Written exercise: Reproduce every row below verbatim, keeping each line and its punctuation unchanged.

Information provided:
━━━━━━━━━━━━━━━━━━━━

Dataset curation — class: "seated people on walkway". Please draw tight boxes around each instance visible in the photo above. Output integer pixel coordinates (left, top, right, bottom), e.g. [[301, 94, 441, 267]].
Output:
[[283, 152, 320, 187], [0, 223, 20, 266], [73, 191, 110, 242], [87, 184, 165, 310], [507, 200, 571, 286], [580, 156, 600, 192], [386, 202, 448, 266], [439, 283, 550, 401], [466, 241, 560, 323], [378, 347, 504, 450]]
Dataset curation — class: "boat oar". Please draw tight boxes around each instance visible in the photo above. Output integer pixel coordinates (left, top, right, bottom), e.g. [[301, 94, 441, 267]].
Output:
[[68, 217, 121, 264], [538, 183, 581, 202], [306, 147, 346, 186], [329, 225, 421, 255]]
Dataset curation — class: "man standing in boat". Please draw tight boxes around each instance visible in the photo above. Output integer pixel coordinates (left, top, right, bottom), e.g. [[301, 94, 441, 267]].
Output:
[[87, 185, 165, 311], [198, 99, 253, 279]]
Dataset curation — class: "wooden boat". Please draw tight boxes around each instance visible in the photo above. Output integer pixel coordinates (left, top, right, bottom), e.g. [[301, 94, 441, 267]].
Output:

━━━━━━━━━━━━━━━━━━━━

Final answer:
Dataset curation — class: "seated people on walkway". Please draw tight boxes around each instance visible in the photo above. Output integer pixel coordinates (left, top, right, bottom), e.g. [[301, 94, 441, 267]].
Output:
[[283, 152, 320, 187], [0, 223, 20, 266], [73, 191, 110, 242], [87, 184, 165, 310], [507, 200, 571, 286], [580, 156, 600, 192], [386, 202, 448, 266], [439, 283, 550, 401], [466, 241, 560, 323], [378, 347, 504, 450]]
Dataset curation — class: "boat oar". Please draw tight boxes around each instance visible in the photo above. Output integer pixel coordinates (left, top, right, bottom), e.g. [[301, 94, 441, 267]].
Output:
[[68, 217, 121, 264], [538, 183, 581, 202], [306, 147, 346, 186], [329, 225, 421, 255]]
Dataset curation — class: "man standing in boat". Please draw tight boxes around each instance visible in the photo above. Output integer pixel coordinates (left, top, right, bottom), e.g. [[301, 94, 441, 267]].
Output:
[[87, 185, 165, 311], [198, 99, 253, 279]]
Dataset curation — class: "wooden boat". Please draw tight boxes around each instance visible in the photo above. Output integer pixel coordinates (left, top, right, bottom), e.g. [[301, 94, 441, 267]].
Output:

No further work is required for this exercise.